> **Data**:
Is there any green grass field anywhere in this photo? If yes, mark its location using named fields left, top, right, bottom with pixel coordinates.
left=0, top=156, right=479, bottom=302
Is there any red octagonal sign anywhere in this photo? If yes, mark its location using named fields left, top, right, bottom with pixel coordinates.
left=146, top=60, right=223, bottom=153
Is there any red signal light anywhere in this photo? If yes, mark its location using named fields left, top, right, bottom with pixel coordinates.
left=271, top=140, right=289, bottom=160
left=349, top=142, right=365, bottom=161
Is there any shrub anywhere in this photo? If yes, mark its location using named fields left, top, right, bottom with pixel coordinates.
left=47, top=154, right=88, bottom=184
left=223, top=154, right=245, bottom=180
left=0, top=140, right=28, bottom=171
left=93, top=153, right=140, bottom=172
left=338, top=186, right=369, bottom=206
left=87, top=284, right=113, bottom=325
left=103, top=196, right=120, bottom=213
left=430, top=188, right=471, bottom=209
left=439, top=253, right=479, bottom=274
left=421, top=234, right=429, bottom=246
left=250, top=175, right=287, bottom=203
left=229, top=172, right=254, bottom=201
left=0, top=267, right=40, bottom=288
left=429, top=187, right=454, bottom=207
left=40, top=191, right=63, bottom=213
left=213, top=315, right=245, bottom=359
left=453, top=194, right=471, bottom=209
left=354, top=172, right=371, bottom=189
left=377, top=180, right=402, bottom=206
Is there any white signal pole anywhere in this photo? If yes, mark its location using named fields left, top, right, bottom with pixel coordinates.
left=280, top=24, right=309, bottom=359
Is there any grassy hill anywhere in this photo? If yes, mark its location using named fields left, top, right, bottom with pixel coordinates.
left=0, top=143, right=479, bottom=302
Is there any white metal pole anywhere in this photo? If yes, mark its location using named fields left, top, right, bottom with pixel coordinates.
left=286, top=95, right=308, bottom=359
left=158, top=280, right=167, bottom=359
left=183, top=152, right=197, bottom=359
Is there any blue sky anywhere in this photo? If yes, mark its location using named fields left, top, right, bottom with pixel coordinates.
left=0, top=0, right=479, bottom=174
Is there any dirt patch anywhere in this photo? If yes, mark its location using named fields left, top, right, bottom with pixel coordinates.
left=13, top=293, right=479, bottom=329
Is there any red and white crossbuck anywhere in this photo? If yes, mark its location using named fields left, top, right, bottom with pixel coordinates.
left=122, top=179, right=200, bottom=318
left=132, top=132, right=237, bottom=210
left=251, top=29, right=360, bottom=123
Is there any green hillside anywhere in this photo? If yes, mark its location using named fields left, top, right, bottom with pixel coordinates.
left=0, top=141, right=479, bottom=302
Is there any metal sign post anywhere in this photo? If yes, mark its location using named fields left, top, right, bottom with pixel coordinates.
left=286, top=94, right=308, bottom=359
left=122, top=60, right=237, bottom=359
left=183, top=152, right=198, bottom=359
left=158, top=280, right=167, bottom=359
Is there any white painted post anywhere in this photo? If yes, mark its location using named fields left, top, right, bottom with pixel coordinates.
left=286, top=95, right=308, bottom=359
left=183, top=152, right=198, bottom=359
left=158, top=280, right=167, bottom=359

> **Exercise**: Can you output every one of the entries above as a numbered list, leaving out any blank lines?

> **Output for this task**:
1. Is there any green grass field anywhere in this photo? If yes, mark its location using named fields left, top, right, bottom with pixel coordinates.
2. left=0, top=156, right=479, bottom=302
3. Is there any red octagonal sign anywhere in this photo? If yes, mark its location using named fields left, top, right, bottom with pixel coordinates.
4. left=146, top=60, right=223, bottom=153
5. Is there any red signal light anywhere in this photo? If yes, mark its location using named fields left, top, right, bottom with pixel coordinates.
6. left=271, top=140, right=289, bottom=160
7. left=349, top=142, right=365, bottom=161
8. Is there any shrub anywhere in this photo? If yes, mark its location using named fields left, top, right, bottom with pixel coordinates.
9. left=47, top=154, right=88, bottom=184
10. left=223, top=154, right=245, bottom=180
11. left=0, top=140, right=28, bottom=171
12. left=93, top=153, right=140, bottom=172
13. left=338, top=186, right=369, bottom=206
14. left=87, top=284, right=113, bottom=325
15. left=103, top=196, right=120, bottom=213
16. left=430, top=188, right=471, bottom=209
17. left=439, top=253, right=479, bottom=274
18. left=421, top=234, right=429, bottom=246
19. left=250, top=175, right=287, bottom=203
20. left=229, top=172, right=254, bottom=201
21. left=0, top=267, right=40, bottom=288
22. left=429, top=187, right=454, bottom=207
23. left=40, top=191, right=63, bottom=213
24. left=213, top=315, right=245, bottom=359
25. left=453, top=194, right=471, bottom=209
26. left=354, top=172, right=371, bottom=189
27. left=377, top=180, right=402, bottom=206
28. Is there any white signal pole anywhere in this photo? If yes, mark its location using named fields left, top, right, bottom with pixel coordinates.
29. left=280, top=24, right=309, bottom=359
30. Is there any grassy hill anywhere in this photo? If yes, mark its location using named fields left, top, right, bottom with pixel coordinates.
31. left=0, top=143, right=479, bottom=302
32. Is there any white metal pole anywhere in this photo? If yes, mark its location using named fields left, top, right, bottom with pixel coordinates.
33. left=286, top=95, right=308, bottom=359
34. left=158, top=280, right=167, bottom=359
35. left=183, top=152, right=197, bottom=359
36. Is there any blue sky anywhere in this photo? If yes, mark its location using named fields left, top, right, bottom with pixel coordinates.
37. left=0, top=0, right=479, bottom=174
38. Is there any dirt patch anywhere in this photo? If yes, mark its location using named fields left, top, right, bottom with pixel coordinates.
39. left=13, top=293, right=479, bottom=329
40. Is there any red and white crossbuck anywhere in this photo? If yes, mark its location using named fields left, top, right, bottom with pixel coordinates.
41. left=122, top=179, right=200, bottom=318
42. left=132, top=132, right=237, bottom=210
43. left=251, top=29, right=360, bottom=123
44. Is there any green hillside anywhere in this photo? If yes, mark its location using named fields left, top, right, bottom with pixel coordinates.
45. left=0, top=141, right=479, bottom=302
46. Is there any metal sign post anywhere in this photo? If yes, mark its location using named fields left, top, right, bottom with pixel coordinates.
47. left=286, top=94, right=308, bottom=359
48. left=122, top=60, right=237, bottom=359
49. left=183, top=152, right=198, bottom=359
50. left=158, top=280, right=167, bottom=359
51. Is there any white painted post anywhere in this photo? If yes, mark its location using named fields left, top, right, bottom with pixel coordinates.
52. left=286, top=95, right=308, bottom=359
53. left=183, top=152, right=198, bottom=359
54. left=158, top=280, right=167, bottom=359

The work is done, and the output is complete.